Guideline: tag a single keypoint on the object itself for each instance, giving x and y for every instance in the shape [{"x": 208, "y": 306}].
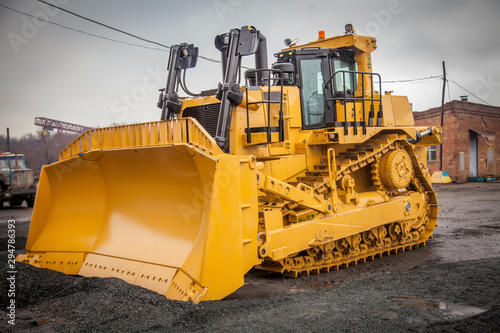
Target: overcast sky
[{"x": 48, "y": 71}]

════════

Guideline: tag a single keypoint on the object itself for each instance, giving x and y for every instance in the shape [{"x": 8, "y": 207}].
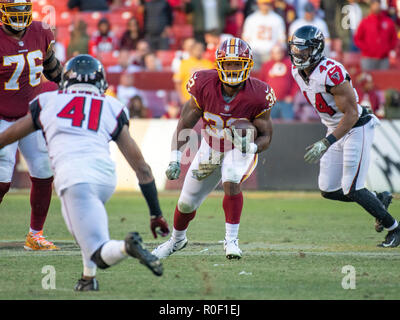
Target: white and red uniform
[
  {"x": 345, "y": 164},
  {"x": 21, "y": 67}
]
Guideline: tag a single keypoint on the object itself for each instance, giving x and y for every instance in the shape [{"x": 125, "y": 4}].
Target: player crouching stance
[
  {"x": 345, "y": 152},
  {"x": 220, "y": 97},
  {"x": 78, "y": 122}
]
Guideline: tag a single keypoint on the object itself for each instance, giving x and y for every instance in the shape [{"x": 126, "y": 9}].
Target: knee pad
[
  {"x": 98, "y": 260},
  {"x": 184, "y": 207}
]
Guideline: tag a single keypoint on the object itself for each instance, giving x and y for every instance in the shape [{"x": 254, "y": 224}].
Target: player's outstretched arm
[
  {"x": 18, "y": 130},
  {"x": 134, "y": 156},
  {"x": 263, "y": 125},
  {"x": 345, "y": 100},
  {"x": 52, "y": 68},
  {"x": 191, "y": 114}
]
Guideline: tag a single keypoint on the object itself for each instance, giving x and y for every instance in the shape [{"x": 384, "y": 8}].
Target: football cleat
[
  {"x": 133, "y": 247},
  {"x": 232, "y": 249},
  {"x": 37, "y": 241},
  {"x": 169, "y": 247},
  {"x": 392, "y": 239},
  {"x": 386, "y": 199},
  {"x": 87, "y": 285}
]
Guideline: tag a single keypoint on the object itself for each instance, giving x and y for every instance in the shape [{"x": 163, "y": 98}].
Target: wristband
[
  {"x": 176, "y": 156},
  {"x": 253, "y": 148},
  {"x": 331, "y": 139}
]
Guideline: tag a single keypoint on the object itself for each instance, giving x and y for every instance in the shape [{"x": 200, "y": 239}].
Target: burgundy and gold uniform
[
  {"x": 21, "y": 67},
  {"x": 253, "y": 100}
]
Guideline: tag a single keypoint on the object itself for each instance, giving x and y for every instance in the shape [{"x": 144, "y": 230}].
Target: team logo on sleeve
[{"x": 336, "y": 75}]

════════

• _Task details_
Count the lines in the items above that contain the string "player" and reply with only that number.

• _The answer_
2